* [Stated problem]
In the ripgrep line-handling code companion below, recast the paragraph beginning "Single-byte search is faster" as a short bulleted list that keeps its main facts.

* [Supplied passage]

Skip to content

ripgrep crates/searcher/src/lines.rs: Code Companion

Reference code for the Line Handling Utilities lecture. Sections correspond to the lecture document.


Section 1: The Two Iterator Designs

/// An iterator over lines in a particular slice of bytes.
///
/// Line terminators are considered part of the line they terminate. All lines
/// yielded by the iterator are guaranteed to be non-empty.
///
/// `'b` refers to the lifetime of the underlying bytes.
#[derive(Debug)]
pub struct LineIter<'b> {
    bytes: &'b [u8],       // Borrows the slice - limits what caller can do
    stepper: LineStep,      // Delegates to LineStep for actual logic
}

impl<'b> Iterator for LineIter<'b> {
    type Item = &'b [u8];

    fn next(&mut self) -> Option<&'b [u8]> {
        // Converts Match ranges back to actual slices
        self.stepper.next_match(self.bytes).map(|m| &self.bytes[m])
    }
}

/// An explicit iterator over lines in a particular slice of bytes.
///
/// This iterator avoids borrowing the bytes themselves, and instead requires
/// callers to explicitly provide the bytes when moving through the iterator.
#[derive(Debug)]
pub struct LineStep {
    line_term: u8,    // Single byte terminator for fast searching
    pos: usize,       // Current position in iteration
    end: usize,       // Boundary - won't iterate past this
}

impl LineStep {
    /// Create a new line iterator over the given range of bytes.
    /// Callers must provide the actual bytes for each call to `next`.
    pub fn new(line_term: u8, start: usize, end: usize) -> LineStep {
        LineStep { line_term, pos: start, end }
    }

    /// Return the start and end position of the next line.
    /// The caller must pass exactly the same slice of bytes for each call.
    pub fn next(&mut self, bytes: &[u8]) -> Option<(usize, usize)> {
        self.next_impl(bytes)
    }
}

LineIter provides standard iterator ergonomics but holds a borrow. LineStep stores only position state, allowing callers to manage buffer lifetime independently—essential for complex buffer refilling scenarios.


Section 2: The Line Terminator Philosophy

use {
    bstr::ByteSlice,
    grep_matcher::{LineTerminator, Match},
};

// LineStep uses a single u8 for the terminator
pub struct LineStep {
    line_term: u8,    // Just '\n', not the full "\r\n" sequence
    pos: usize,
    end: usize,
}

// But without_terminator accepts the full LineTerminator type
pub(crate) fn without_terminator(
    bytes: &[u8],
    line_term: LineTerminator,  // Full type from grep_matcher
) -> &[u8] {
    let line_term = line_term.as_bytes();  // Could be b"\n" or b"\r\n"
    // ... stripping logic
}

Single-byte search is faster than multi-byte sequence matching. Finding \n locates line boundaries regardless of whether the actual terminator is \n or \r\n. The full LineTerminator type is only needed when stripping terminators from display output.

* [Given entries]
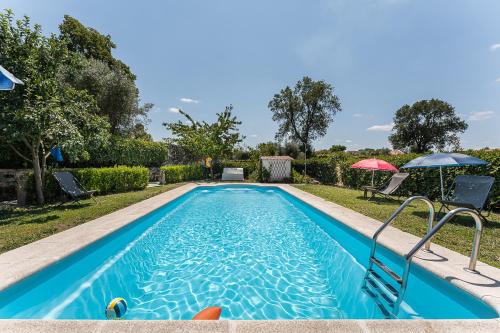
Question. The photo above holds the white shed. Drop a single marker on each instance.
(279, 167)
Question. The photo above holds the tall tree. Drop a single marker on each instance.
(91, 44)
(426, 125)
(201, 139)
(41, 114)
(304, 112)
(116, 94)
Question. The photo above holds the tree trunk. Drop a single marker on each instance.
(43, 167)
(37, 174)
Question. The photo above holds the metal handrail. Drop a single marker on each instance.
(396, 213)
(429, 235)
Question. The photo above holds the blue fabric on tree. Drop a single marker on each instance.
(56, 154)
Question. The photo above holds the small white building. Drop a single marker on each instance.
(279, 167)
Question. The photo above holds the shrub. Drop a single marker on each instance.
(130, 152)
(104, 180)
(300, 178)
(323, 169)
(182, 173)
(113, 180)
(336, 169)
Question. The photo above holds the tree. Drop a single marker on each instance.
(91, 44)
(305, 112)
(337, 148)
(202, 140)
(426, 125)
(116, 94)
(268, 149)
(41, 114)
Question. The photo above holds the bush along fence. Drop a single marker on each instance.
(104, 180)
(336, 170)
(182, 173)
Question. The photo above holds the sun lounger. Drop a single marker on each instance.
(470, 192)
(387, 189)
(233, 174)
(72, 187)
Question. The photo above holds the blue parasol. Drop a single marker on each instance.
(440, 160)
(7, 80)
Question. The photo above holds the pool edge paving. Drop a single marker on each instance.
(22, 262)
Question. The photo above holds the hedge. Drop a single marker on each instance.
(130, 152)
(182, 173)
(104, 180)
(335, 169)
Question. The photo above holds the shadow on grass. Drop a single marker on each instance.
(36, 214)
(381, 201)
(461, 220)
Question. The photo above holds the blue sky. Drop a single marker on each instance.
(378, 54)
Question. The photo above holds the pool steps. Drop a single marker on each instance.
(373, 277)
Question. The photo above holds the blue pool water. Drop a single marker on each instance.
(260, 253)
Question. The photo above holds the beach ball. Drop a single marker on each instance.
(116, 308)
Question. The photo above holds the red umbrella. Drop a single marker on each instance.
(374, 164)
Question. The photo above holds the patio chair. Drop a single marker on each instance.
(233, 174)
(470, 192)
(389, 188)
(72, 187)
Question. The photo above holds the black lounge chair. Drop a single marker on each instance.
(470, 192)
(72, 187)
(389, 188)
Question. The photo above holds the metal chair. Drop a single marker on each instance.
(389, 188)
(72, 187)
(470, 192)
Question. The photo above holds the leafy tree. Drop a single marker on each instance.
(426, 125)
(41, 114)
(337, 148)
(202, 140)
(116, 94)
(304, 112)
(91, 44)
(138, 131)
(268, 149)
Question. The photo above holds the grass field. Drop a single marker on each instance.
(456, 235)
(25, 225)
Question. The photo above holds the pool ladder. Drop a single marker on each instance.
(376, 280)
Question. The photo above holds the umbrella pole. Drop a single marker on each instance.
(442, 183)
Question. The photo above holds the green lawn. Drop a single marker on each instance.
(456, 235)
(25, 225)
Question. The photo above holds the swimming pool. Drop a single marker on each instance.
(258, 252)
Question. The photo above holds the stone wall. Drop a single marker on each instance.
(12, 185)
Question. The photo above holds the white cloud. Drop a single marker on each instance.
(481, 115)
(495, 47)
(381, 128)
(189, 100)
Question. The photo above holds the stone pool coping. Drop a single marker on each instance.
(22, 262)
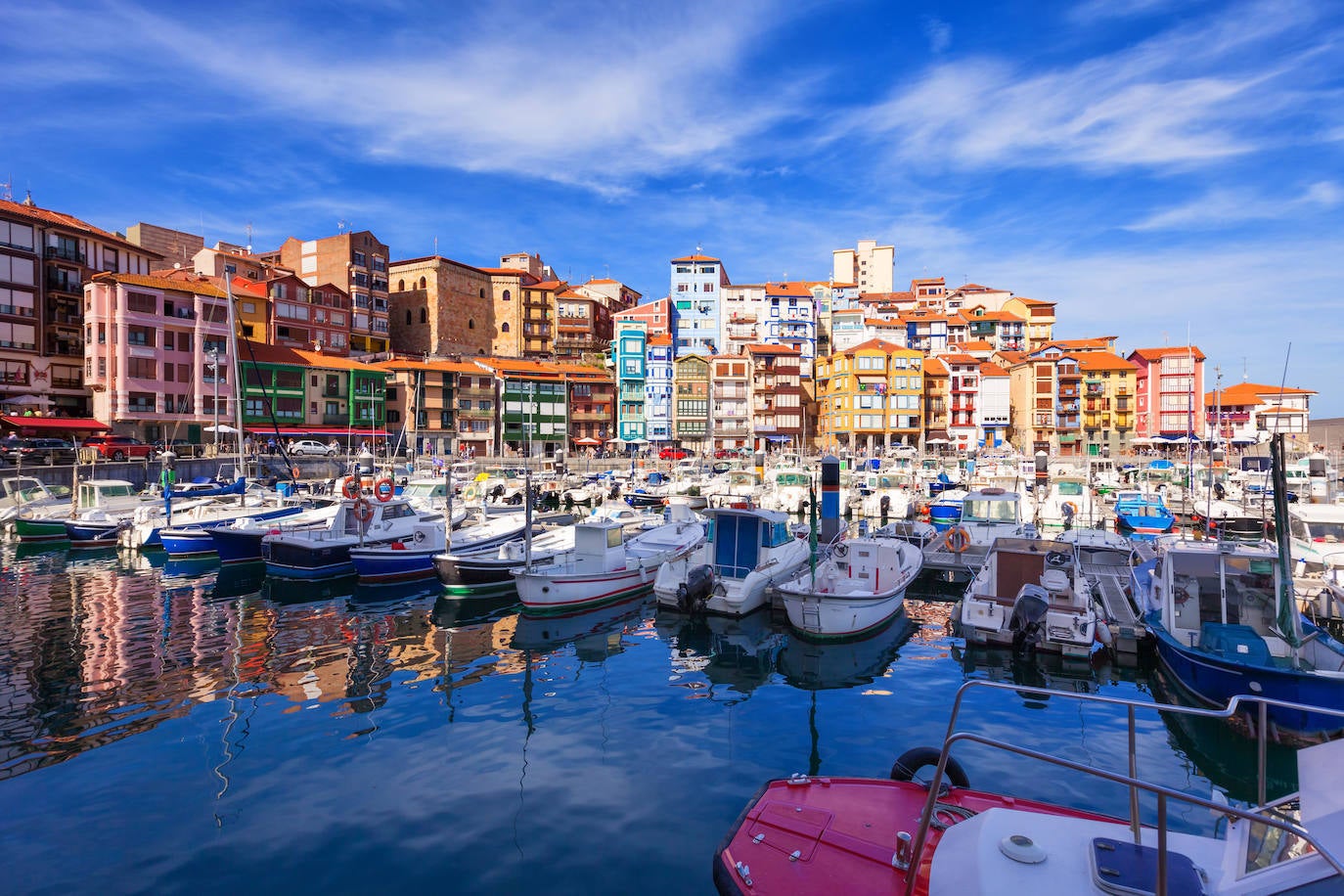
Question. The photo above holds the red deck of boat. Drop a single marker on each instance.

* [Answer for the task]
- Searching for a single byte is faster than matching a multi-byte sequence.
- Finding \n locates line boundaries whether the actual terminator is \n or \r\n.
- The full LineTerminator type is needed only to strip terminators from display output.